--- Start DATASET ROWS ---

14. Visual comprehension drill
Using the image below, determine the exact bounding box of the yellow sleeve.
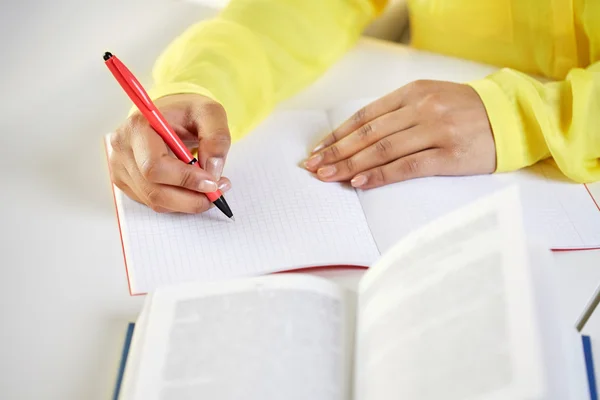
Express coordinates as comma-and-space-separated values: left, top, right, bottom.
470, 62, 600, 183
149, 0, 387, 140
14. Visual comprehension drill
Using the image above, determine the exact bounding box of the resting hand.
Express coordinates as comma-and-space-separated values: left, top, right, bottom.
305, 81, 496, 189
109, 94, 231, 213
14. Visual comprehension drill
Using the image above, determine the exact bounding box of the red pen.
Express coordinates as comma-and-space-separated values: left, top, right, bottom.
104, 52, 235, 221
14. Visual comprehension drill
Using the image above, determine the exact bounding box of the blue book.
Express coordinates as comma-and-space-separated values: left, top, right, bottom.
113, 322, 135, 400
581, 335, 598, 400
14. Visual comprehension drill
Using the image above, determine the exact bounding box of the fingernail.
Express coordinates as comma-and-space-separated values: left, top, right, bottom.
219, 182, 231, 193
350, 175, 367, 187
317, 165, 336, 178
312, 142, 325, 153
204, 157, 225, 181
198, 179, 217, 193
304, 154, 323, 168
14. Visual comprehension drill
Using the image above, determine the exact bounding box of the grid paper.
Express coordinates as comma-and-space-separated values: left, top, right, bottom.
115, 111, 379, 293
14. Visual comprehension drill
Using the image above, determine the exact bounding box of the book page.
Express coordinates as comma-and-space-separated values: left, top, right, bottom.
356, 190, 549, 400
329, 99, 600, 253
132, 274, 355, 400
110, 111, 379, 293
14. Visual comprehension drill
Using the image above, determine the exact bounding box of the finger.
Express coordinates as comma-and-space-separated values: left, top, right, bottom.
141, 183, 212, 214
317, 126, 435, 182
351, 148, 451, 189
218, 178, 231, 193
124, 152, 211, 214
312, 88, 410, 153
129, 128, 217, 193
192, 102, 231, 181
305, 107, 416, 172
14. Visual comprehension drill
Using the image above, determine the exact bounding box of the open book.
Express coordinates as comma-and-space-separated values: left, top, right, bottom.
107, 101, 600, 294
119, 189, 586, 400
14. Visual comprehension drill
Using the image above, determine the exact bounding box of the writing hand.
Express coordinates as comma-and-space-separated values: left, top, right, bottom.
109, 94, 231, 213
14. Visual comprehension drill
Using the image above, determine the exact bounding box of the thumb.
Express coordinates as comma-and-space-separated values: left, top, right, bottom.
194, 102, 231, 181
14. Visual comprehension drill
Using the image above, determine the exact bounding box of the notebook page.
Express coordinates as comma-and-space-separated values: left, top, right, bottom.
329, 99, 600, 253
115, 111, 379, 293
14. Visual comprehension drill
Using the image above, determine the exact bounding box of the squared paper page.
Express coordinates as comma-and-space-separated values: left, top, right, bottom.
328, 99, 600, 253
115, 111, 379, 293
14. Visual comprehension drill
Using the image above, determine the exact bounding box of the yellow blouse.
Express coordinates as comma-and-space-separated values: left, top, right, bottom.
145, 0, 600, 182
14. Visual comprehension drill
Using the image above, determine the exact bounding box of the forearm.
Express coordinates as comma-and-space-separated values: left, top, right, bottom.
145, 0, 384, 140
471, 63, 600, 182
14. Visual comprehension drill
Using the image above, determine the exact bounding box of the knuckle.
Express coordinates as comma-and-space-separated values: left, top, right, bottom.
210, 128, 231, 146
420, 92, 446, 114
406, 79, 427, 93
146, 187, 163, 205
198, 101, 225, 118
191, 200, 208, 214
375, 139, 392, 157
372, 167, 386, 185
110, 128, 125, 151
326, 144, 341, 160
358, 123, 373, 140
140, 158, 160, 181
149, 205, 169, 214
352, 107, 367, 124
179, 168, 198, 188
344, 157, 355, 172
400, 158, 421, 176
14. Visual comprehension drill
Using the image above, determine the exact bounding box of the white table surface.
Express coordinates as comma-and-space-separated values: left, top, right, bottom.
0, 0, 600, 400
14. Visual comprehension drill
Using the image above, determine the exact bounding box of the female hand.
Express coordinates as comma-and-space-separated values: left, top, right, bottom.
305, 81, 496, 189
109, 94, 231, 213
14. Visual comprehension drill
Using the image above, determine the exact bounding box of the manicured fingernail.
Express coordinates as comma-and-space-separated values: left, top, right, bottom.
198, 179, 217, 193
317, 165, 336, 178
312, 142, 325, 153
219, 182, 231, 193
350, 175, 367, 187
304, 154, 323, 168
204, 157, 225, 181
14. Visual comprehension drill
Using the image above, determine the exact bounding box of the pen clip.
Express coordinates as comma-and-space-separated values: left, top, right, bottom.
108, 55, 154, 112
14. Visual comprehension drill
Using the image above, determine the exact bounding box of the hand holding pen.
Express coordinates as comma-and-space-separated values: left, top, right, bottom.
104, 53, 233, 218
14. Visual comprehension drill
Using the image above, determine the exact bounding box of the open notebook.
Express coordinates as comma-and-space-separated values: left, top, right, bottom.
115, 188, 586, 400
107, 101, 600, 294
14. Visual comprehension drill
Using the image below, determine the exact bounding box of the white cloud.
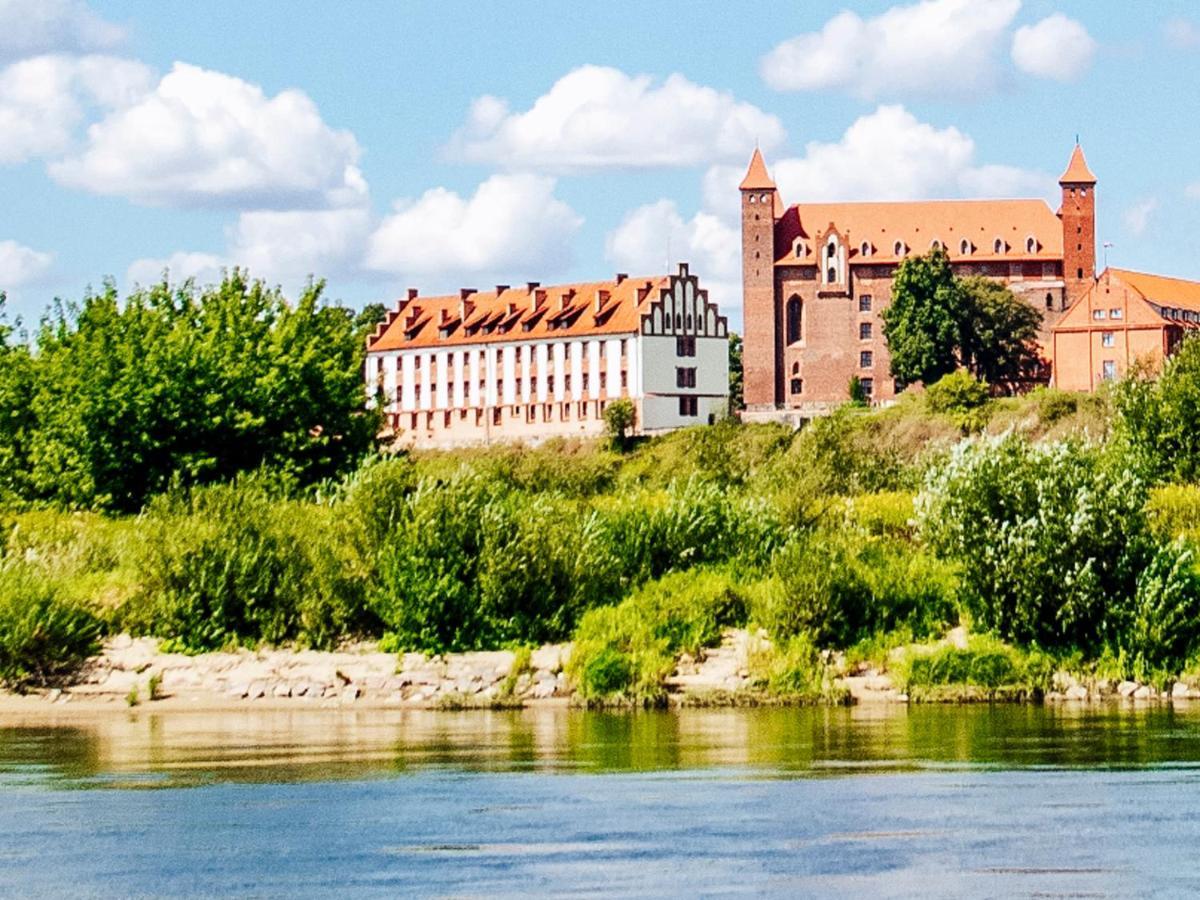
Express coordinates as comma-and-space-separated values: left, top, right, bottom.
1163, 16, 1200, 50
0, 55, 152, 164
1123, 197, 1158, 238
49, 62, 366, 209
0, 0, 125, 60
0, 241, 54, 286
125, 251, 228, 286
449, 66, 784, 172
366, 174, 583, 277
1013, 12, 1096, 82
763, 106, 1054, 203
605, 200, 742, 312
761, 0, 1021, 98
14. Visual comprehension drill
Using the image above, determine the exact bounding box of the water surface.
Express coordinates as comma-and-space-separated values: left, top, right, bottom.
0, 706, 1200, 896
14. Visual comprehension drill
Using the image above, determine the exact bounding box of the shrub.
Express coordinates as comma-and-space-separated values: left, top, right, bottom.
0, 562, 101, 689
568, 569, 745, 703
918, 436, 1151, 650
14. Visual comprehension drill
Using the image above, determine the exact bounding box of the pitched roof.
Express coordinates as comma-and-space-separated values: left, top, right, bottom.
1058, 144, 1096, 185
738, 148, 775, 191
775, 200, 1062, 265
1100, 268, 1200, 312
367, 275, 671, 352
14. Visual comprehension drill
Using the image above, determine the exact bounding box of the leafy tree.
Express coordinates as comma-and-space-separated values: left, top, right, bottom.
730, 331, 746, 414
29, 269, 376, 510
882, 250, 1042, 392
604, 397, 637, 450
881, 250, 962, 386
959, 276, 1042, 392
0, 292, 34, 500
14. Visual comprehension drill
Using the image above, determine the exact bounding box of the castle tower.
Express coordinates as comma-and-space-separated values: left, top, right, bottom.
738, 148, 784, 410
1058, 144, 1096, 308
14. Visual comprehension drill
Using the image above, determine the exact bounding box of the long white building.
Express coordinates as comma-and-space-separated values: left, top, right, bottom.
366, 263, 728, 446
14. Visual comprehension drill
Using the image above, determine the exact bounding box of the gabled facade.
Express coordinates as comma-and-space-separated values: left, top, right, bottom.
739, 145, 1096, 419
366, 264, 728, 446
1051, 269, 1200, 391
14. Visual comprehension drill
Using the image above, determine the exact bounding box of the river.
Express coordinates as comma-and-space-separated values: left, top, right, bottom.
0, 706, 1200, 899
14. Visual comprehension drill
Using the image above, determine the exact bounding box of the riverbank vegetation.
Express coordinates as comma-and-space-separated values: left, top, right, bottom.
7, 274, 1200, 703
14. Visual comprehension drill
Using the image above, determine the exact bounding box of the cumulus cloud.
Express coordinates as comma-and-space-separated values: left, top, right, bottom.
1013, 12, 1096, 82
366, 174, 583, 275
449, 66, 784, 172
0, 0, 126, 61
125, 251, 228, 286
761, 0, 1021, 100
605, 200, 742, 311
1122, 197, 1158, 238
0, 241, 54, 292
0, 54, 154, 164
49, 62, 366, 209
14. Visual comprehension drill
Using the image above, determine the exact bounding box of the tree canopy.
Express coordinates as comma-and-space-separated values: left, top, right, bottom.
882, 250, 1042, 391
0, 269, 377, 510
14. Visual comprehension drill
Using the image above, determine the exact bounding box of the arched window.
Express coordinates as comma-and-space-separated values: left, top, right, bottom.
787, 300, 804, 343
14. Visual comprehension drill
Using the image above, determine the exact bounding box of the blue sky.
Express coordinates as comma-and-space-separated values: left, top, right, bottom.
0, 0, 1200, 331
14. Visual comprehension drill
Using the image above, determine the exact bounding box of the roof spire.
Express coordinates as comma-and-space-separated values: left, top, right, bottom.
1058, 142, 1096, 185
738, 146, 775, 191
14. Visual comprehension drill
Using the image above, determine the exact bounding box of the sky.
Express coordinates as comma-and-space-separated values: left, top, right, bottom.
0, 0, 1200, 328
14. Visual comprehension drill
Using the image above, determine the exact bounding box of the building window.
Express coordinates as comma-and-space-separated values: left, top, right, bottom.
787, 295, 804, 343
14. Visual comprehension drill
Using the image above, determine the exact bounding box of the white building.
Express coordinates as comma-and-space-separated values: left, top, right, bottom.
366, 264, 728, 446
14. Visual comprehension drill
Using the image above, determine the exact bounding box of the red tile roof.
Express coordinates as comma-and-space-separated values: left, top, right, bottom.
367, 275, 671, 352
775, 200, 1062, 265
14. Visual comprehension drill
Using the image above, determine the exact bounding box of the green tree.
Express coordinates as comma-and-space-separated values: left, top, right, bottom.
604, 397, 637, 450
881, 250, 962, 386
959, 276, 1042, 394
0, 300, 34, 502
29, 269, 376, 510
730, 331, 746, 415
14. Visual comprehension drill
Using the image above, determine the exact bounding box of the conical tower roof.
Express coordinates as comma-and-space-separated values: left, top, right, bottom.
1058, 144, 1096, 185
738, 148, 775, 191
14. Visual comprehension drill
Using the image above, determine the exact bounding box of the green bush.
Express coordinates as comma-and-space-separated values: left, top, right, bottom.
568, 569, 745, 703
918, 436, 1152, 652
0, 562, 101, 689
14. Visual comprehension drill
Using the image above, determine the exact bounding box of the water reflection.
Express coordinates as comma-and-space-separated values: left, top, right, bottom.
0, 706, 1200, 787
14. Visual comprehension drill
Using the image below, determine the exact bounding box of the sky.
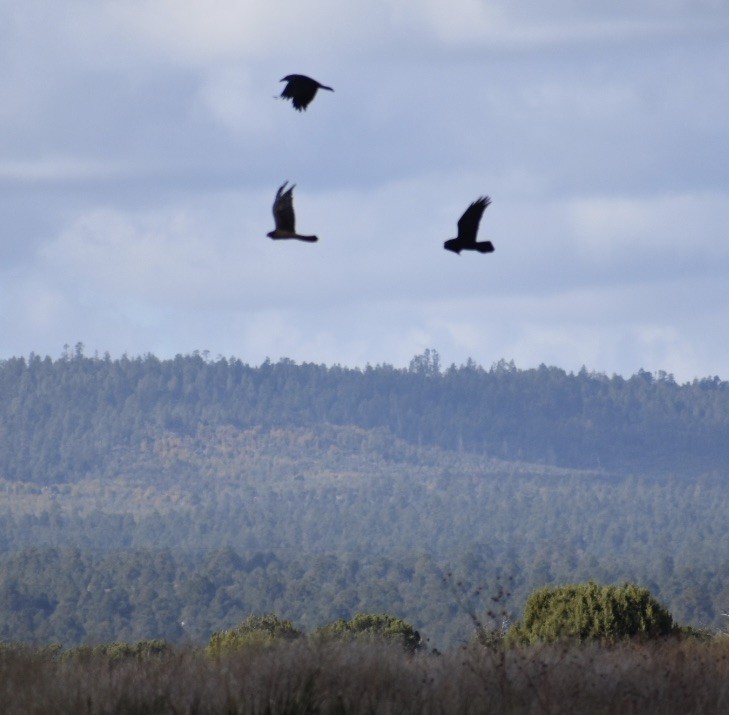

--- End DATASET ROWS ---

Please rename "Visual comprehension drill" to "Image understanding drill" in the rows from the start through the line that contains "581, 335, 598, 400", inclusive, and write those lines out with nothing else changed. Leave the pictures out of your answer.

14. Image understanding drill
Using the image below, determine the exact bounding box of the yellow sleeve.
Express coordinates as comma-and-space-separated values: left, top, right, bottom.
470, 62, 600, 183
149, 0, 387, 140
14. Image understanding drill
Using the image above, determine the exact bounding box of the resting hand.
Express coordinates as comma-and-space-separated values: left, top, right, bottom.
305, 81, 496, 189
109, 94, 231, 213
14. Image understanding drill
Using the image above, determine the exact bounding box of the red pen.
Express coordinates as comma-and-space-separated values: left, top, right, bottom.
104, 52, 235, 221
14. Image understanding drill
Using the image above, determine the exact bounding box of the blue book.
Express coordinates as comma-and-space-separated values: left, top, right, bottom.
113, 322, 135, 400
581, 335, 598, 400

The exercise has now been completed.